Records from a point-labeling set
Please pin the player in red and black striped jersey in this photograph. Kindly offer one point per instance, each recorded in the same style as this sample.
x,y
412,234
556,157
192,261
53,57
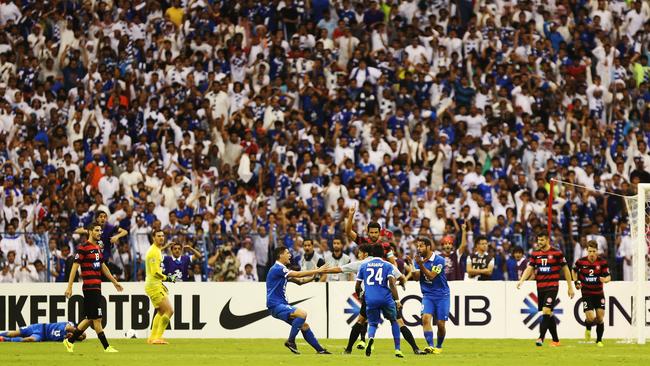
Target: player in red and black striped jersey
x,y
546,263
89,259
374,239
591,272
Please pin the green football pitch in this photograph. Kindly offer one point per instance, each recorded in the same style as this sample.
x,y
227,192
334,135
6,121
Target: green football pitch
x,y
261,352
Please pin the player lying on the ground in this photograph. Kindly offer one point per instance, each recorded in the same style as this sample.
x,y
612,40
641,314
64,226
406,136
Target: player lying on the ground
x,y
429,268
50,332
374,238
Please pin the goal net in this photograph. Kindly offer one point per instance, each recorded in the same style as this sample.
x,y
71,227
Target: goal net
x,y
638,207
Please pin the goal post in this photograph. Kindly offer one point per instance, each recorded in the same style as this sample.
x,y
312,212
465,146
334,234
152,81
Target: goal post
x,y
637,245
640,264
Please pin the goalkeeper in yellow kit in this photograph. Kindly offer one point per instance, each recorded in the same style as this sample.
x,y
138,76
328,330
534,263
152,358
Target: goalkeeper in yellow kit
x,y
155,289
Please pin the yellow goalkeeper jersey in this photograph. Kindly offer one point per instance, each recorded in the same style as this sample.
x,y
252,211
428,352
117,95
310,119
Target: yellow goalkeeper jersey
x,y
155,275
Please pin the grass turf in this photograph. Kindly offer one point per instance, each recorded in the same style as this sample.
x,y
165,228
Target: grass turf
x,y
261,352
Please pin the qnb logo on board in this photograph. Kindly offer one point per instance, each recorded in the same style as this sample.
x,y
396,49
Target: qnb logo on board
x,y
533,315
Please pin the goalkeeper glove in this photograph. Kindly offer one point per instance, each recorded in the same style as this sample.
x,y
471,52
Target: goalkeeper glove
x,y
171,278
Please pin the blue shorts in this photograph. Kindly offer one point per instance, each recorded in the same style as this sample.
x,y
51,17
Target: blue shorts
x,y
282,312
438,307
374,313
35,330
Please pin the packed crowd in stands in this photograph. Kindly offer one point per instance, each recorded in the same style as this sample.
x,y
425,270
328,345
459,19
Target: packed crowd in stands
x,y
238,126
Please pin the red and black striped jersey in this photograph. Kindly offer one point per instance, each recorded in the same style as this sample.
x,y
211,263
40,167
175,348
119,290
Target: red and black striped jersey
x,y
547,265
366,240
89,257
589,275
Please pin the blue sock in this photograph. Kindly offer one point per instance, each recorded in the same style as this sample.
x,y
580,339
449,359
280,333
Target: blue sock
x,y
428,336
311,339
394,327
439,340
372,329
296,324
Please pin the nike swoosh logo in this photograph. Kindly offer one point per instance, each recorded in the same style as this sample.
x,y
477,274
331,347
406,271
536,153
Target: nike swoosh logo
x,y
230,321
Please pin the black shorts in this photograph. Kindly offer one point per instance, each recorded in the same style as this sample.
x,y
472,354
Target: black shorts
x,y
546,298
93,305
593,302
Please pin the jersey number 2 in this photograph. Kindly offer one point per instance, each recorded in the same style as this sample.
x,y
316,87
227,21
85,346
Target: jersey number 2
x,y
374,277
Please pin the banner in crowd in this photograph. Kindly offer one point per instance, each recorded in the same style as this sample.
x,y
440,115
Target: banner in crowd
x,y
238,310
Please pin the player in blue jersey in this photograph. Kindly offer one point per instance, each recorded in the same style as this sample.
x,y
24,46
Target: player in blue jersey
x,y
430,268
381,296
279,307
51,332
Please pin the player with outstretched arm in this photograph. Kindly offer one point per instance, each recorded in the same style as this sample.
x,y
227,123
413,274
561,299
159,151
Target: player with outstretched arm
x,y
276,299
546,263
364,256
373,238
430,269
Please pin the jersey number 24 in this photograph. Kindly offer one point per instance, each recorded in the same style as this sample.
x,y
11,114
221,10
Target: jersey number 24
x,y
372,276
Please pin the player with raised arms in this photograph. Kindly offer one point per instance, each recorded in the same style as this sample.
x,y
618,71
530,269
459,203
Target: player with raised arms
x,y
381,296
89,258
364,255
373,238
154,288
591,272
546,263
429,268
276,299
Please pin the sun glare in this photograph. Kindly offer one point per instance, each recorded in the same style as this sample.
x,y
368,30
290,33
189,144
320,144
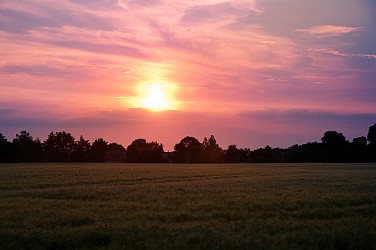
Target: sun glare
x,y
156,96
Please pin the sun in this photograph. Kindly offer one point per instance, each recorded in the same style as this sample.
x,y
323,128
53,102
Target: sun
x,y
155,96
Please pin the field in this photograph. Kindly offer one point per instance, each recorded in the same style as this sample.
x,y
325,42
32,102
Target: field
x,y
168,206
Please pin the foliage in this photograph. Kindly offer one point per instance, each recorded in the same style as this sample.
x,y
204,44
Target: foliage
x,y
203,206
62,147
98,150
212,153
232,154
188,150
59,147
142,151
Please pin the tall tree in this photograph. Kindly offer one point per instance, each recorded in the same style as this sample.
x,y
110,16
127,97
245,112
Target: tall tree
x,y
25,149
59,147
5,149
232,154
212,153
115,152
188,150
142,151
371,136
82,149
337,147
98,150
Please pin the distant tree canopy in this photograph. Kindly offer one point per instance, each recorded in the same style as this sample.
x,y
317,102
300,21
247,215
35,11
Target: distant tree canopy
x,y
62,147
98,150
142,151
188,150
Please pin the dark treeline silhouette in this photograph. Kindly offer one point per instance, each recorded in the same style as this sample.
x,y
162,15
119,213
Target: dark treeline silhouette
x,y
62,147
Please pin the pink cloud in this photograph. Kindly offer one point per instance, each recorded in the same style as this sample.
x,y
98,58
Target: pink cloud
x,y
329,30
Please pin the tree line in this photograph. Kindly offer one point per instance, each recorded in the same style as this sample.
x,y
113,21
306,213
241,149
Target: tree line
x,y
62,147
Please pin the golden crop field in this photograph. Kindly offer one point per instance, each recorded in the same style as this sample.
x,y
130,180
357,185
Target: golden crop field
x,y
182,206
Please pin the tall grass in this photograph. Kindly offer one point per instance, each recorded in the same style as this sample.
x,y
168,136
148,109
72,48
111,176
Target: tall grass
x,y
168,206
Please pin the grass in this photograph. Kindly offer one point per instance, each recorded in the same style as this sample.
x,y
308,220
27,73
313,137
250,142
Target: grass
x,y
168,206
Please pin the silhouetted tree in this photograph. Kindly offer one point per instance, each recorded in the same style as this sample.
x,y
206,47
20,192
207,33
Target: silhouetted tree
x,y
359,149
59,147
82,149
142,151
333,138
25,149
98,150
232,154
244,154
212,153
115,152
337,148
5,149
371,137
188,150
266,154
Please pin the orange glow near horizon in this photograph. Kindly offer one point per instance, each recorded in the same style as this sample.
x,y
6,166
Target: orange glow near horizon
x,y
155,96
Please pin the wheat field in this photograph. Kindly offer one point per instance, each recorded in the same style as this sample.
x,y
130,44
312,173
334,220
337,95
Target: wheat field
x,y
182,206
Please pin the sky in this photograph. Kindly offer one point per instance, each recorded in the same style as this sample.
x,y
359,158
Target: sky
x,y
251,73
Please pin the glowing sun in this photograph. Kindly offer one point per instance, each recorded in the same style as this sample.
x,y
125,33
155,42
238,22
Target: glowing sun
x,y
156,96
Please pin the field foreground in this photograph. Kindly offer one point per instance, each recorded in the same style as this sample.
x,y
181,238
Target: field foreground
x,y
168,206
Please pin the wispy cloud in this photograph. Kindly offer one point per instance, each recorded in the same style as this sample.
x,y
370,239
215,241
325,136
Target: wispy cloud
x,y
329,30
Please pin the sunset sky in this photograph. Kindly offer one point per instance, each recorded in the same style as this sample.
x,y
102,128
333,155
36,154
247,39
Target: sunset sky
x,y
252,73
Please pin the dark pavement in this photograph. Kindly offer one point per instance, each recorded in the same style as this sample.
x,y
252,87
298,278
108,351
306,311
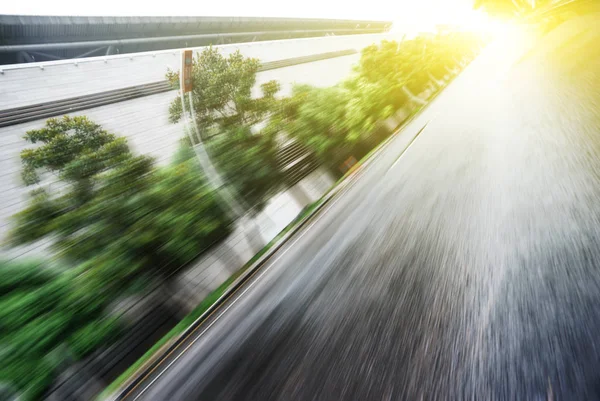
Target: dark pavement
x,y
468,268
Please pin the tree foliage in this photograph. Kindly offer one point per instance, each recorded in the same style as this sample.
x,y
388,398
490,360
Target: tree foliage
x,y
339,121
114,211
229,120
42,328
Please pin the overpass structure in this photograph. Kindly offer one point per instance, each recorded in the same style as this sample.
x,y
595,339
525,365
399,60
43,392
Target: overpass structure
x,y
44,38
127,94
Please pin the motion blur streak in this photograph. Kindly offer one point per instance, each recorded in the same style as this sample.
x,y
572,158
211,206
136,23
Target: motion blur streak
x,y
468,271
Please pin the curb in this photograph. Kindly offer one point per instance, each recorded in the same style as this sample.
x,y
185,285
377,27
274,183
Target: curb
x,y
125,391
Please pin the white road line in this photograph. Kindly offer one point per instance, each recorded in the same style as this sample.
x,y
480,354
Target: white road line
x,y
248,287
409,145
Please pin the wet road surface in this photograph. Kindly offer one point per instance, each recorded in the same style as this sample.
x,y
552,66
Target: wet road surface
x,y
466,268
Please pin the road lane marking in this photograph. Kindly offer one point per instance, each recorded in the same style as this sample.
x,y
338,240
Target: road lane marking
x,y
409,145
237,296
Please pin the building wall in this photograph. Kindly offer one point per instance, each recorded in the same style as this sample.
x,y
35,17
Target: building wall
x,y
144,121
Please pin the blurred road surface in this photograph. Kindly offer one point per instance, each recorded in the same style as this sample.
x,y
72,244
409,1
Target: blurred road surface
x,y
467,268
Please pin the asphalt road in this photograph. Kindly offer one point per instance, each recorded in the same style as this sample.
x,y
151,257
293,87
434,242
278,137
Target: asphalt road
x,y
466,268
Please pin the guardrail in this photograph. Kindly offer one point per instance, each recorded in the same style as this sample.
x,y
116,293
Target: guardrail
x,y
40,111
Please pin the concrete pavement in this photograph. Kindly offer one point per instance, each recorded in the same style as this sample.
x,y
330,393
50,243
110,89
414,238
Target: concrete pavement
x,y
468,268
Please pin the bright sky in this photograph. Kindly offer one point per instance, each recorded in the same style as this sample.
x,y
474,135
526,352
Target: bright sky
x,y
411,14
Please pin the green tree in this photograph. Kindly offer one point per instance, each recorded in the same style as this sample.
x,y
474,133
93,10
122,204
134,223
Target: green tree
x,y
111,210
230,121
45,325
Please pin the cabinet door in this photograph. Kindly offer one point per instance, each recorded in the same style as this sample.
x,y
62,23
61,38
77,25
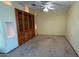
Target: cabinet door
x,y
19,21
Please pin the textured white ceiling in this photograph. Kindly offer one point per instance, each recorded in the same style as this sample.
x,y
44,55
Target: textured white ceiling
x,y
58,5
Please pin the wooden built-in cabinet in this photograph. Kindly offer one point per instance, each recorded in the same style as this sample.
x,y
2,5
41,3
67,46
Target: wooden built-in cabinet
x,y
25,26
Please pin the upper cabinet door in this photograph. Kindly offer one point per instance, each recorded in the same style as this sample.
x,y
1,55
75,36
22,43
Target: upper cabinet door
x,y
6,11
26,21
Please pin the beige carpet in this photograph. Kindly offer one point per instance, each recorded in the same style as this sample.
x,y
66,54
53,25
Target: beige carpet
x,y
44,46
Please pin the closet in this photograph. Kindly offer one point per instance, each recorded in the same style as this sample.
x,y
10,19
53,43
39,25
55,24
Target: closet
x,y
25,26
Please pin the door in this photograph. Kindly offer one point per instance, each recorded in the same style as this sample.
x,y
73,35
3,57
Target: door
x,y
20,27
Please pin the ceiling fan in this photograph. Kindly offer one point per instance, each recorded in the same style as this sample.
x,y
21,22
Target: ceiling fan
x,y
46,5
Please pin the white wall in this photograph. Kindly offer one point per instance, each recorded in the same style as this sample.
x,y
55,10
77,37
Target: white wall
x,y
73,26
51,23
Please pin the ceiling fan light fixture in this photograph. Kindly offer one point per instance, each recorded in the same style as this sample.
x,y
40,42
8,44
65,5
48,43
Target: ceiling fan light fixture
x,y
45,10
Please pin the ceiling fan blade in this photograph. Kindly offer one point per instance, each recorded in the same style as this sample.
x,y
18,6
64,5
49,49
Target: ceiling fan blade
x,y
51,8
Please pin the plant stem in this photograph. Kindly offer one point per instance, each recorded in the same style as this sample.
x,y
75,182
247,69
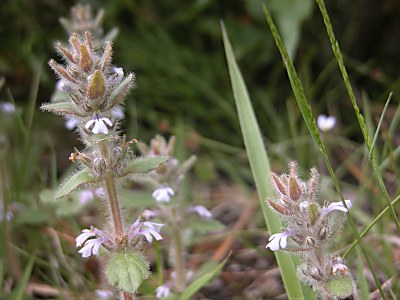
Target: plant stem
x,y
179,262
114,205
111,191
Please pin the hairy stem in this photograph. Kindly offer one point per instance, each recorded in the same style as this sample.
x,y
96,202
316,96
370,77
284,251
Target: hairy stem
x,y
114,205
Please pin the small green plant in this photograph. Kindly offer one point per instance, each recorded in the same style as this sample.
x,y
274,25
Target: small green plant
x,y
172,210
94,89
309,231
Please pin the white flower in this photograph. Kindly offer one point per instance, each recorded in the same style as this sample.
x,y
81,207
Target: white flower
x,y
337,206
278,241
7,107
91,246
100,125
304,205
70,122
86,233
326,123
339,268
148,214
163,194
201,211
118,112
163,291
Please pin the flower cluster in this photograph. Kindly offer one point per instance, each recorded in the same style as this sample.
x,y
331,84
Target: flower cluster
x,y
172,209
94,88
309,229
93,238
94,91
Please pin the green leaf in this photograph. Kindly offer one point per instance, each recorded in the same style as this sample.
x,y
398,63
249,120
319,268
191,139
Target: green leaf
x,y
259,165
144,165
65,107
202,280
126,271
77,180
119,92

◆ Requirement ◆
Retype the lines from the one containing "Please pin the ceiling fan light" through the final line, both included, without changing them. Omit the pictures.

◆ Task result ◆
Please pin the ceiling fan light fixture in this photograph. Kindly offer one point per instance, each recorded in the same style as this sample.
x,y
40,42
8,44
65,5
48,43
Target: ceiling fan light fixture
x,y
45,10
Please pin the ceiling fan blade in this photograph. Kindly offer one point per instance, each recorded in the same style as this sample.
x,y
18,6
64,5
49,49
Target: ceiling fan blade
x,y
51,8
Please pin the plant stem in this photograph. Kindly offer one point per instance, each recorded in the same style as this sample.
x,y
75,182
247,69
Target: plant stem
x,y
179,262
114,205
111,191
Please pin the hairy stem in this photograph. Kindly offer one point per instance, each recorded in the same style as this sample.
x,y
96,202
316,96
370,77
284,251
Target: hairy stem
x,y
114,205
Please pin the small green plant in this photograph. Kindly offer one point per instance, each recorded in the same style as this sample.
x,y
274,25
Target: small green plant
x,y
172,210
94,89
309,231
Please pin the white flower in this photograph. Kindly offer one point per instance, each recorded in the same style as this sample.
x,y
81,207
Target: white flower
x,y
337,206
278,241
7,107
91,246
100,125
304,205
70,122
86,233
326,123
339,268
148,214
163,194
201,211
118,112
163,291
Please pin the flower cluster in this photograph. Kindly offer one point per instance, each recorded in the same style as this sample.
x,y
331,84
Target: flower cluster
x,y
172,209
94,88
309,229
93,238
94,91
Please pin the green leaf in this photograph. Kindly offer one point per instance, each recorded in the same style as this sample.
x,y
398,63
249,120
319,268
191,139
Target: green leaf
x,y
259,165
144,165
65,107
202,280
126,271
77,180
119,92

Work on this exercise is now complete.